Short exercise
Repeat all of the data precisely.

Record set
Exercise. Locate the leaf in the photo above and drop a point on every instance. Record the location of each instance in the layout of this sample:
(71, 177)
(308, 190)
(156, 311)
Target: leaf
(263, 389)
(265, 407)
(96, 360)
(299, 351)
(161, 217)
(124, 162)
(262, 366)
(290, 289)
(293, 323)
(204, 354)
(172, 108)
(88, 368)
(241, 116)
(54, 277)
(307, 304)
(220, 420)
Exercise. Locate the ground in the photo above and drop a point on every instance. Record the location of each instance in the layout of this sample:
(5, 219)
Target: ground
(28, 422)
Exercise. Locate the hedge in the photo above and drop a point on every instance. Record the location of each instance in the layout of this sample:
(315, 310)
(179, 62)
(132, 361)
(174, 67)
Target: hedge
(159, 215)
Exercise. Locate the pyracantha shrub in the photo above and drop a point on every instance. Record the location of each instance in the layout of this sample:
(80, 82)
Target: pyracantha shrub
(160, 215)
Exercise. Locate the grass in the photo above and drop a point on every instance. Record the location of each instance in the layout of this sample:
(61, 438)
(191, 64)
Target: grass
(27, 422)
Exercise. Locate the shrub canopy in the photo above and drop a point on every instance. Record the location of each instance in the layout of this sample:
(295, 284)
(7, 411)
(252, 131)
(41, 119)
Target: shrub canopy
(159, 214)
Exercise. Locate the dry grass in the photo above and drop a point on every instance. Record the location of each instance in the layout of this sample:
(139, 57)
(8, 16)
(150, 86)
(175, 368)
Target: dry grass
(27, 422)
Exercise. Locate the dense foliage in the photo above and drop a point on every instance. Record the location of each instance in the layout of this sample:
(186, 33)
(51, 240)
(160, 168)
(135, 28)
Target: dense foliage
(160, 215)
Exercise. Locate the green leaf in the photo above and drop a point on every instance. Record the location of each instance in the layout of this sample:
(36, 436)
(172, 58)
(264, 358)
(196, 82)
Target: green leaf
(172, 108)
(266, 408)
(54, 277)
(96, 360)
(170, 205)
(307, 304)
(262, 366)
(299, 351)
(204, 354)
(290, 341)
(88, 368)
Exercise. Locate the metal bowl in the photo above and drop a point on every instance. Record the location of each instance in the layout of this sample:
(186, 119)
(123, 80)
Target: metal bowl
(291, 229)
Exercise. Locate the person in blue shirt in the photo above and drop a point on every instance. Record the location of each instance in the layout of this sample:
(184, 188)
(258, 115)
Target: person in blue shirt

Worked solution
Exercise. Locate the leaf in the photo above and drop a point on every instance. Record the location of each instance in the layout of this sample:
(71, 177)
(308, 190)
(156, 311)
Target: leaf
(263, 389)
(265, 407)
(96, 360)
(299, 351)
(161, 217)
(124, 162)
(262, 366)
(290, 289)
(293, 323)
(204, 354)
(172, 108)
(88, 368)
(241, 116)
(54, 277)
(307, 304)
(220, 420)
Exercise. Locate the ground in the photo above and drop a point on every instance. Record the location of each instance in the layout of this sample:
(5, 219)
Target: ground
(28, 422)
Exercise. Locate the hedge in the photo above and drop a point on every instance. Record the location of each instance in the layout of this sample:
(315, 310)
(179, 62)
(132, 361)
(174, 67)
Target: hedge
(159, 215)
Exercise. Locate the pyracantha shrub in the photo above and drop a point on every instance. Record the location of each instance in the layout of this sample:
(80, 82)
Target: pyracantha shrub
(160, 215)
Exercise. Locate the grass in the photo above and drop a point on every instance. Record the location of each instance in the layout of this sample:
(61, 438)
(191, 64)
Target: grass
(27, 422)
Exercise. Locate the shrub canopy in the photo above and drop a point on every instance. Record the location of each instance in the layout of this sample:
(295, 284)
(7, 411)
(252, 131)
(41, 119)
Target: shrub canopy
(159, 214)
Exercise. Locate the dry grass in the photo above and drop a point on every instance. Record the location of each instance in the layout of this sample:
(139, 57)
(8, 16)
(150, 86)
(175, 368)
Target: dry grass
(27, 422)
Exercise. Locate the dense foliage in the photo above and drop a point on every instance. Record the location of each instance in the layout of this sample:
(186, 33)
(51, 240)
(160, 168)
(135, 28)
Target: dense foliage
(160, 215)
Exercise. Locate the green leaf in the photo above and drop a point on every instance. Record the location of each instance in the layout of this sample:
(36, 436)
(172, 58)
(264, 358)
(196, 82)
Target: green leaf
(172, 108)
(266, 408)
(54, 277)
(96, 360)
(170, 205)
(307, 304)
(262, 366)
(299, 351)
(204, 354)
(290, 341)
(88, 368)
Exercise. Locate the metal bowl in the photo above and drop a point on every instance. Record the location of each instance in the layout of this sample:
(186, 119)
(123, 80)
Target: metal bowl
(291, 229)
Exercise. Locate the person in blue shirt in the photo above and drop a point on every instance. Record the location of each instance in the layout of this sample:
(184, 188)
(258, 115)
Target: person in blue shirt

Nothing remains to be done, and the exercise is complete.